**Provided records**
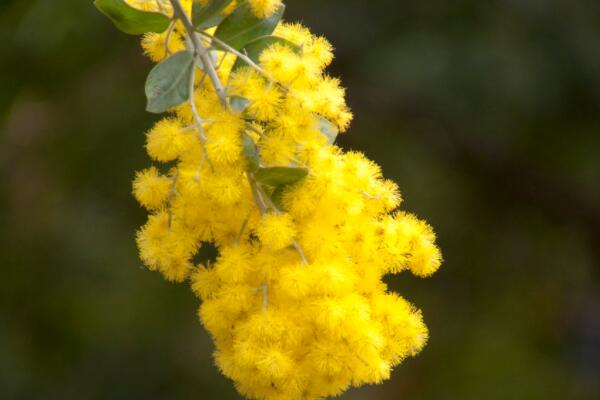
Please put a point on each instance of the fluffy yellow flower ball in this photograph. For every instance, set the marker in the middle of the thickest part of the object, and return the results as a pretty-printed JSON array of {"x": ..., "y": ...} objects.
[{"x": 295, "y": 300}]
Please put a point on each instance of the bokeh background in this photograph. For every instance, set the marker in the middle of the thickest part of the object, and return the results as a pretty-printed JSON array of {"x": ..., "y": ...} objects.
[{"x": 485, "y": 112}]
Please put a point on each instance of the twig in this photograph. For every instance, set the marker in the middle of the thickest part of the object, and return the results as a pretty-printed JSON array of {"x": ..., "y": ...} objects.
[{"x": 200, "y": 51}]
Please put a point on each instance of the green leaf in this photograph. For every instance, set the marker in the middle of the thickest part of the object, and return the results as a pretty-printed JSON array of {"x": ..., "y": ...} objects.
[
  {"x": 131, "y": 20},
  {"x": 242, "y": 26},
  {"x": 168, "y": 83},
  {"x": 276, "y": 176},
  {"x": 238, "y": 103},
  {"x": 209, "y": 15},
  {"x": 257, "y": 46},
  {"x": 251, "y": 152},
  {"x": 277, "y": 196},
  {"x": 328, "y": 129}
]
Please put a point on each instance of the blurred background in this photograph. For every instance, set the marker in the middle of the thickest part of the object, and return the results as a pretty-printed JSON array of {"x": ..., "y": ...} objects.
[{"x": 485, "y": 112}]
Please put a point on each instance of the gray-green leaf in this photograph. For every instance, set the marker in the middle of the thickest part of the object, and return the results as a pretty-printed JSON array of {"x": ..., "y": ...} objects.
[
  {"x": 328, "y": 129},
  {"x": 209, "y": 15},
  {"x": 251, "y": 152},
  {"x": 276, "y": 176},
  {"x": 168, "y": 83},
  {"x": 277, "y": 196},
  {"x": 242, "y": 26},
  {"x": 131, "y": 20},
  {"x": 257, "y": 46}
]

**Requirement**
Starting with the line that contains "Please put a point on each instance of the twig" and going on through the end of the items, write out all of those lines again, requests included. In the answers, multiply every x and y coordinate by 1.25 and round each result to a whole number, with halves rounded up.

**Task response**
Please put a point on each instance of the twig in this photograph. For every instance, set the marker in the middle of the thickest part of the object, and return the results as a pretty-printed JSON array of {"x": ..., "y": ...} objects.
[{"x": 250, "y": 64}]
Please put a point on each instance of the green leaf in this photograph. For every instance, set the marker in the middle of the thickest part of the object, and return the results as a pretty-printed JSON array of {"x": ..., "y": ...} objects.
[
  {"x": 164, "y": 25},
  {"x": 303, "y": 33},
  {"x": 210, "y": 104},
  {"x": 345, "y": 220},
  {"x": 298, "y": 129},
  {"x": 261, "y": 19},
  {"x": 321, "y": 58},
  {"x": 314, "y": 190},
  {"x": 346, "y": 245},
  {"x": 410, "y": 161}
]
Please put a point on each instance of the blurred background in this photograph. For every instance, set the marker in the middle of the thickest part of the object, and return the results as a pretty-printed JSON array of {"x": ..., "y": ...} objects.
[{"x": 606, "y": 140}]
Please put a point on each instance of the gray-green leaf in this photograph. For every instance, set the marker in the middle of the thickest part of the object, and return the results as a pretty-printed JSON array of {"x": ..., "y": ...} objects.
[
  {"x": 410, "y": 161},
  {"x": 261, "y": 19},
  {"x": 314, "y": 190},
  {"x": 345, "y": 220},
  {"x": 210, "y": 104},
  {"x": 346, "y": 245},
  {"x": 303, "y": 33},
  {"x": 164, "y": 25},
  {"x": 321, "y": 58}
]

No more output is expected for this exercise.